**Texte à lire**
---

Par Julie-Maude Beauchesne , AlterHéros
2008-03-03

Dans plusieurs pays d’Afrique noire et arabe, non seulement on ne permet pas aux femmes de vivre leur sexualité ou leur orientation sexuelle comme bon leur semble, on va encore plus loin : on leur refuse tout plaisir sexuel!

Avec une ceinture de chasteté? Non, pas du tout… Pour y arriver, la méthode employée est des plus brutales. Elle a pour nom l’excision. Ainsi, chaque année, plus de deux millions de filles africaines se font couper leur clitoris, par leur mère ou une proche, par seul souci de perpétuer une tradition dépassée, née à l’époque des pharaons.

Bien que de nombreux gouvernements Africains aient rendu cette pratique illégale, des milliers de jeunes filles subissent chaque jour cette mutilation génitale où des femmes coupent le gland du clitoris (et parfois les petites lèvres) des jeunes filles, à froid, sans anesthésie, et surtout, avec les moyens du bord, tels des lames de rasoir, des couteaux ou des morceaux de verre.

Des milliers de jeunes filles subissent chaque jour cette mutilation génitale à froid, sans anesthésie, et surtout, avec les moyens du bord, tels des lames de rasoir, des couteaux et des morceaux de verre.

Il n’est pas rare de voir certaines fillettes aux prises avec des infections graves qui dégénèrent et entraînent parfois la mort. Souvent, les tissus nécrosés demeurent douloureux et rendent toute relation sexuelle difficile.

---

**Données fournies**
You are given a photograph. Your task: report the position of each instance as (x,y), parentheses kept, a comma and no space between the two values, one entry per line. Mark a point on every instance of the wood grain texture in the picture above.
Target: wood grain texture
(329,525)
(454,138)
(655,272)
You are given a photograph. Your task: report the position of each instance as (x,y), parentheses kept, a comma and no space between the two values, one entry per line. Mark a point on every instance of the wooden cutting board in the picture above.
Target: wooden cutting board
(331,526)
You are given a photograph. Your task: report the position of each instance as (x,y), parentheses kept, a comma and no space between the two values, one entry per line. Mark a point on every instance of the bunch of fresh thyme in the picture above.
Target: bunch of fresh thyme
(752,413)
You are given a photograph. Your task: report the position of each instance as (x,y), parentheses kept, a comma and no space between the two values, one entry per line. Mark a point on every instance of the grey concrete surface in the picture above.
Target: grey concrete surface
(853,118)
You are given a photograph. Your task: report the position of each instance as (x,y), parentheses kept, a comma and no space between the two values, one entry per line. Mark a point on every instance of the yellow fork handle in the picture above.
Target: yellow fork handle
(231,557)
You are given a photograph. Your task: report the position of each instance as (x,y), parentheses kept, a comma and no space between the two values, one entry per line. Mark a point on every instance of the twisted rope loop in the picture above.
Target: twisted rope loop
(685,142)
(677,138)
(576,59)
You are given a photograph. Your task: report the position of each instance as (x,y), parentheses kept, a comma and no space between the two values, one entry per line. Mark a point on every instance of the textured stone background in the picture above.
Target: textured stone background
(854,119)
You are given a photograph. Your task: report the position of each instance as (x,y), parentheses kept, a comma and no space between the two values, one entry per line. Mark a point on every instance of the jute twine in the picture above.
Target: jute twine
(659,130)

---

**Consignes**
1) Recopiez le passage du texte sur l'excision qui va de "Par Julie-Maude Beauchesne" jusqu'à "l’époque des pharaons." inclus.
2) Dressez la liste de tous les objets que le texte sur l'excision cite comme moyens employés pour pratiquer la mutilation.
Appuyez-vous uniquement sur le texte pour répondre.

**Corrigé**
1)
Par Julie-Maude Beauchesne , AlterHéros
2008-03-03

Dans plusieurs pays d’Afrique noire et arabe, non seulement on ne permet pas aux femmes de vivre leur sexualité ou leur orientation sexuelle comme bon leur semble, on va encore plus loin : on leur refuse tout plaisir sexuel!

Avec une ceinture de chasteté? Non, pas du tout… Pour y arriver, la méthode employée est des plus brutales. Elle a pour nom l’excision. Ainsi, chaque année, plus de deux millions de filles africaines se font couper leur clitoris, par leur mère ou une proche, par seul souci de perpétuer une tradition dépassée, née à l’époque des pharaons.

2)
- des lames de rasoir
- des couteaux
- des morceaux de verre